STATED PROBLEM
Write out the lines from the line containing "point: mosque |" through the final line of the listing below, exactly, omitting every other line.

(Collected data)
########
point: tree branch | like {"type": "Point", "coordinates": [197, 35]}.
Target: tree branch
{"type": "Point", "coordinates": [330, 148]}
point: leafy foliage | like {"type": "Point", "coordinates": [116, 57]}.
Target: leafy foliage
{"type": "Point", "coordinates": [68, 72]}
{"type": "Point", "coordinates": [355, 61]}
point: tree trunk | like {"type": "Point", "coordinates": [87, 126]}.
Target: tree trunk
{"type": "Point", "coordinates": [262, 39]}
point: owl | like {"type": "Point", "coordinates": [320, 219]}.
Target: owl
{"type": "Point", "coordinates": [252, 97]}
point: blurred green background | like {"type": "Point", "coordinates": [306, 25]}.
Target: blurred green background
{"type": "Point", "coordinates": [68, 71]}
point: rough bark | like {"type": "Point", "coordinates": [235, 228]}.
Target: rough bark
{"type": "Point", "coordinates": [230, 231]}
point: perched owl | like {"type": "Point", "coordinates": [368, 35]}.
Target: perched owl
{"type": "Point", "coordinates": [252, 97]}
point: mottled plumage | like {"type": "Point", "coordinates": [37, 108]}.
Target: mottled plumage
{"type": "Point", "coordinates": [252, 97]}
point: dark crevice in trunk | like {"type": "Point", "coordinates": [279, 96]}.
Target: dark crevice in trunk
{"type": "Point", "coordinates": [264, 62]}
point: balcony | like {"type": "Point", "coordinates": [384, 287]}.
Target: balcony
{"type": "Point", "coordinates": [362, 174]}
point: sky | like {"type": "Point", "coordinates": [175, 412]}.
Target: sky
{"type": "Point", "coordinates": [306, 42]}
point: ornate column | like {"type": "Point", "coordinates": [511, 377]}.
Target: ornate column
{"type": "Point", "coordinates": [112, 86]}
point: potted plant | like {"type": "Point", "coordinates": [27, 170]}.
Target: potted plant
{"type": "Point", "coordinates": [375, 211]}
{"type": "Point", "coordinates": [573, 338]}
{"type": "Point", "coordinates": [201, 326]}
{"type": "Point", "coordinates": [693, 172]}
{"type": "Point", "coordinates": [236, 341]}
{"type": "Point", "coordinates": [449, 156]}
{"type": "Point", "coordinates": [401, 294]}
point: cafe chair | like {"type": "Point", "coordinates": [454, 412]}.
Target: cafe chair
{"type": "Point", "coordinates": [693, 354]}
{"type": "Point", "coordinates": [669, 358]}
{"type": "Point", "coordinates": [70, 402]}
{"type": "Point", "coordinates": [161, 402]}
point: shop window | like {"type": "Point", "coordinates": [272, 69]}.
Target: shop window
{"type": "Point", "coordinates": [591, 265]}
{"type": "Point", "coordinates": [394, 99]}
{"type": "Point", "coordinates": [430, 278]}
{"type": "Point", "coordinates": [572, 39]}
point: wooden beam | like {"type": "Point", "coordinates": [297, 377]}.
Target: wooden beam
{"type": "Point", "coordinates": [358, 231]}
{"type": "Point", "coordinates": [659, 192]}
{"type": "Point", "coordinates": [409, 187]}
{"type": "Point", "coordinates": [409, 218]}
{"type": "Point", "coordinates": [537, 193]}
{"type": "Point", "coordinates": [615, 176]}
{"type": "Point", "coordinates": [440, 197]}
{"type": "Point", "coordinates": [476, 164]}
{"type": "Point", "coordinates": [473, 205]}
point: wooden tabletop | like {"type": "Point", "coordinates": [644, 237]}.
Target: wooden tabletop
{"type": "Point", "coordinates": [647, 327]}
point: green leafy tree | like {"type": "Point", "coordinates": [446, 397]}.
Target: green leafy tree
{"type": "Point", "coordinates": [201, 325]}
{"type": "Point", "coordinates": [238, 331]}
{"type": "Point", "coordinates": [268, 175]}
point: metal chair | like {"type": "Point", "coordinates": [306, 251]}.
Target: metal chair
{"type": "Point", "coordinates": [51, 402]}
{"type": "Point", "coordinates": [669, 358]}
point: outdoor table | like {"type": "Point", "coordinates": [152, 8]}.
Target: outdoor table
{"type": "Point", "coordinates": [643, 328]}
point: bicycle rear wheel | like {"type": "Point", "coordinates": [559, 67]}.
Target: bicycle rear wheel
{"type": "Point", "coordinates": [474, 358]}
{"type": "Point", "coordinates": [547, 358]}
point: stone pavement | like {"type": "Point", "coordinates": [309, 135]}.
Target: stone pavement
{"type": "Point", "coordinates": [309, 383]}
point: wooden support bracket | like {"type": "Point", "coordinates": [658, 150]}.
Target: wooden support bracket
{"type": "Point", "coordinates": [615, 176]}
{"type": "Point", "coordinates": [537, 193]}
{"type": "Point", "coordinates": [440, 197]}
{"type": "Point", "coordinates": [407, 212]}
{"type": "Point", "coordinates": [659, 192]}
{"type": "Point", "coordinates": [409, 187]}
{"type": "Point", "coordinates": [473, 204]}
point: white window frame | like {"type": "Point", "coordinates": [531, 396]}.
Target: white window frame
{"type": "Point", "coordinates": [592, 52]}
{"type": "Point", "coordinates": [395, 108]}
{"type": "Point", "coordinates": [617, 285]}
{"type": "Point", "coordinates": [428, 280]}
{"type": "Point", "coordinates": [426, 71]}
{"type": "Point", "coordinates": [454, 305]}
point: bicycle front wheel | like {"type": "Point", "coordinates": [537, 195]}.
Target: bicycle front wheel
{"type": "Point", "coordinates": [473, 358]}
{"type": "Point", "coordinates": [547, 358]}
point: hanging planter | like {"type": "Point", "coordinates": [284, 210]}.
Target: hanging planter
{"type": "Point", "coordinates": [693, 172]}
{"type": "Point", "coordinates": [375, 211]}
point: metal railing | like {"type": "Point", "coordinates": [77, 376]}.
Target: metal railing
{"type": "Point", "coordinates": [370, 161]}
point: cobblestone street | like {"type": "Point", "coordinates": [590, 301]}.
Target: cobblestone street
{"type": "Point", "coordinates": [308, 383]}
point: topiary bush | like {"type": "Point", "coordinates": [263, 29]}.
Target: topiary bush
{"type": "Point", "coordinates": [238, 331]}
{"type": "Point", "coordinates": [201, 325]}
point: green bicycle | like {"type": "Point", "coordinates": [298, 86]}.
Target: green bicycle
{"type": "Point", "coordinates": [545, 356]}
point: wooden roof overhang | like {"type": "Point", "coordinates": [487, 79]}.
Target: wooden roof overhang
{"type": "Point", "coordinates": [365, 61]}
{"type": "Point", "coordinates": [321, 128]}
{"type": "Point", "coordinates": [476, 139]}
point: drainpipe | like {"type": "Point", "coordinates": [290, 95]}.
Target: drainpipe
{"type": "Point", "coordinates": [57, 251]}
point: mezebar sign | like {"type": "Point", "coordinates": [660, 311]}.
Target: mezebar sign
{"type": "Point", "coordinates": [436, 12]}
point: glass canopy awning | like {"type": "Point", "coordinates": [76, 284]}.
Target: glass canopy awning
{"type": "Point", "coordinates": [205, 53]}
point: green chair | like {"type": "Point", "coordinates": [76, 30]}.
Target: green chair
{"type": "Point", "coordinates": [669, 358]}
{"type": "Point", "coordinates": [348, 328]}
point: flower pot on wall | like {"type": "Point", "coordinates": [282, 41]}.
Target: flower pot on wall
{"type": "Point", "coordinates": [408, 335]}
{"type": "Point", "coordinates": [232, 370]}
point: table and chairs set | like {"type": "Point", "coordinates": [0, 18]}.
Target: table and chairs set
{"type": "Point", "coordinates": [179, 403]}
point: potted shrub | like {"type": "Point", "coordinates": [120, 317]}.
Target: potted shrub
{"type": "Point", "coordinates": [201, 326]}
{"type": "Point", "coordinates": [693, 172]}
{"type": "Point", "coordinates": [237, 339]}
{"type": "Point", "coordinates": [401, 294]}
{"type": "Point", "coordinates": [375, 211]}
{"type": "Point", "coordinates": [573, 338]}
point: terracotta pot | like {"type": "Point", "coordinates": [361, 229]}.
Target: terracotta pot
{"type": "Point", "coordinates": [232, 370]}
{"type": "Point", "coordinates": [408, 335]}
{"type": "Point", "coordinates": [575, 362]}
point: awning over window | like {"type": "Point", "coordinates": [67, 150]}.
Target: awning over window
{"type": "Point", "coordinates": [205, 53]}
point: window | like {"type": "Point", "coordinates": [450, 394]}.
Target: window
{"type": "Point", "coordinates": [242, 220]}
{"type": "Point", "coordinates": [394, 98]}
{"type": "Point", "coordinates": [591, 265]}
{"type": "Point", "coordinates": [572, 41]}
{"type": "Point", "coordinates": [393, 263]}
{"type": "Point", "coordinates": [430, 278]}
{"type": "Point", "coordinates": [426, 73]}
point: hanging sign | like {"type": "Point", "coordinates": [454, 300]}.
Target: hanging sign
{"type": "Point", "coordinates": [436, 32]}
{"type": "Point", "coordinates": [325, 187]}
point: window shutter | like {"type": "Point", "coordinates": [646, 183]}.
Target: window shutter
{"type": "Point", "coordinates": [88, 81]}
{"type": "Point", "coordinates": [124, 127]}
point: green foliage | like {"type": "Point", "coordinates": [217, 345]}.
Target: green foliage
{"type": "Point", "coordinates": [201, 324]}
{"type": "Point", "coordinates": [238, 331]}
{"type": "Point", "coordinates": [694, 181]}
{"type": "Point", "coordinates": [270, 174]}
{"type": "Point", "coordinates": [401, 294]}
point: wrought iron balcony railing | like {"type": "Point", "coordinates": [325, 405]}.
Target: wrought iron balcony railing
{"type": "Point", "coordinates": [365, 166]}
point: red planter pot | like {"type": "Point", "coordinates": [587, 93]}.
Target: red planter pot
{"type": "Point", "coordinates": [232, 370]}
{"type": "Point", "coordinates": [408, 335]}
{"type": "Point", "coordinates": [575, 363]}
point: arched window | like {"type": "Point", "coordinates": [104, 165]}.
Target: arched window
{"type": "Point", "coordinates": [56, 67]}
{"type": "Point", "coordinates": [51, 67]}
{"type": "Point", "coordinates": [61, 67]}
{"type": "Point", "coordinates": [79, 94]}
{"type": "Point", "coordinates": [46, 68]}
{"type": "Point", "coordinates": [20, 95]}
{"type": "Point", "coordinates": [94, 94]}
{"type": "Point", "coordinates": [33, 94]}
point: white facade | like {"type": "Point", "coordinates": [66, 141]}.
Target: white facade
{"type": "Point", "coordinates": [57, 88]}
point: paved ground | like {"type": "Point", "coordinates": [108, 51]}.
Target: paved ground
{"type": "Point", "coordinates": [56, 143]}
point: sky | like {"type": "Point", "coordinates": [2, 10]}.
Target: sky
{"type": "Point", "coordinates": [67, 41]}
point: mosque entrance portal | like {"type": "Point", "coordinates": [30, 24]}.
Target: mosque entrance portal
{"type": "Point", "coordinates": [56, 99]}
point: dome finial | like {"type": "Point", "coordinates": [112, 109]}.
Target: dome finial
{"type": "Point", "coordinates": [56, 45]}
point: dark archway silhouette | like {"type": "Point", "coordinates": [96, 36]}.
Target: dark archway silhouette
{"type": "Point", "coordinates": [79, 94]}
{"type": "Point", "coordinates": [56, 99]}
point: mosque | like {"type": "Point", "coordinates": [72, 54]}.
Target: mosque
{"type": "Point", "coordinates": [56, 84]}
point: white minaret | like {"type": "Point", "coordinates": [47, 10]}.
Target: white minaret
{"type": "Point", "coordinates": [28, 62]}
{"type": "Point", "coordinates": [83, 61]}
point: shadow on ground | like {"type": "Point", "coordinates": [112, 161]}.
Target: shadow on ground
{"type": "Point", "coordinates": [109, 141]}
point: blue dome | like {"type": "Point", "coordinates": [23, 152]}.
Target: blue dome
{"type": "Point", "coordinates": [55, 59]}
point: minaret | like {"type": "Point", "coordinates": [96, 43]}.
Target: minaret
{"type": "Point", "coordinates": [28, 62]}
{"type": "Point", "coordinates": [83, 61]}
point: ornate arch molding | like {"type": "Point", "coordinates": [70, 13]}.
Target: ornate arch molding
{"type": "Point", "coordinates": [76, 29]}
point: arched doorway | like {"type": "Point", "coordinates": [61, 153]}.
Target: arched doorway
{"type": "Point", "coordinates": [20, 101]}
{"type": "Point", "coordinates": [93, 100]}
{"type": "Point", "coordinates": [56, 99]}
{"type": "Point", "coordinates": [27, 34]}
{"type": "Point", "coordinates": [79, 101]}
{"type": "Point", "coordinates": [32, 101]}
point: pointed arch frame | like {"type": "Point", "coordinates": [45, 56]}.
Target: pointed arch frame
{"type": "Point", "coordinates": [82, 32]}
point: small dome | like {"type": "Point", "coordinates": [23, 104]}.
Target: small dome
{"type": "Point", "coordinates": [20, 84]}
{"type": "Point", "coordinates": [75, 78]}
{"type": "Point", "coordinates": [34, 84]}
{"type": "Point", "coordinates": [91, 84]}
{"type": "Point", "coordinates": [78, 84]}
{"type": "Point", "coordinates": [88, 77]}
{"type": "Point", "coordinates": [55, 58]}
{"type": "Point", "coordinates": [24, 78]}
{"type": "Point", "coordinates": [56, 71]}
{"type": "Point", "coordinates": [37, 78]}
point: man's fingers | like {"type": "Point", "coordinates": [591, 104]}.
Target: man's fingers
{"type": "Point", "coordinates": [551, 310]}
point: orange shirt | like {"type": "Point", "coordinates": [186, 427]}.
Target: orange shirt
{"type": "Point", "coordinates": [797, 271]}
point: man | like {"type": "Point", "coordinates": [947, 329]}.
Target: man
########
RESPONSE TO THIS EXERCISE
point: mosque | like {"type": "Point", "coordinates": [72, 54]}.
Target: mosque
{"type": "Point", "coordinates": [56, 84]}
point: white minaret | like {"type": "Point", "coordinates": [47, 10]}.
Target: white minaret
{"type": "Point", "coordinates": [28, 62]}
{"type": "Point", "coordinates": [83, 61]}
point: shadow on ground | like {"type": "Point", "coordinates": [112, 161]}.
Target: shadow on ground
{"type": "Point", "coordinates": [109, 141]}
point: blue dome | like {"type": "Point", "coordinates": [23, 152]}.
Target: blue dome
{"type": "Point", "coordinates": [55, 59]}
point: minaret | like {"type": "Point", "coordinates": [96, 43]}.
Target: minaret
{"type": "Point", "coordinates": [28, 62]}
{"type": "Point", "coordinates": [83, 61]}
point: ornate arch molding | like {"type": "Point", "coordinates": [70, 13]}.
Target: ornate arch molding
{"type": "Point", "coordinates": [76, 29]}
point: arched doorway | like {"type": "Point", "coordinates": [61, 153]}.
Target: arched doorway
{"type": "Point", "coordinates": [20, 101]}
{"type": "Point", "coordinates": [93, 100]}
{"type": "Point", "coordinates": [56, 99]}
{"type": "Point", "coordinates": [27, 34]}
{"type": "Point", "coordinates": [79, 101]}
{"type": "Point", "coordinates": [32, 101]}
point: pointed arch frame | like {"type": "Point", "coordinates": [45, 56]}.
Target: pointed arch frame
{"type": "Point", "coordinates": [82, 32]}
point: small dome | like {"type": "Point", "coordinates": [23, 104]}.
Target: small dome
{"type": "Point", "coordinates": [20, 84]}
{"type": "Point", "coordinates": [75, 78]}
{"type": "Point", "coordinates": [34, 84]}
{"type": "Point", "coordinates": [91, 84]}
{"type": "Point", "coordinates": [78, 84]}
{"type": "Point", "coordinates": [88, 77]}
{"type": "Point", "coordinates": [55, 58]}
{"type": "Point", "coordinates": [24, 78]}
{"type": "Point", "coordinates": [56, 71]}
{"type": "Point", "coordinates": [37, 78]}
point: man's fingers | like {"type": "Point", "coordinates": [591, 104]}.
Target: man's fingers
{"type": "Point", "coordinates": [551, 310]}
point: orange shirt | like {"type": "Point", "coordinates": [186, 427]}.
Target: orange shirt
{"type": "Point", "coordinates": [797, 271]}
point: man | like {"type": "Point", "coordinates": [947, 329]}.
Target: man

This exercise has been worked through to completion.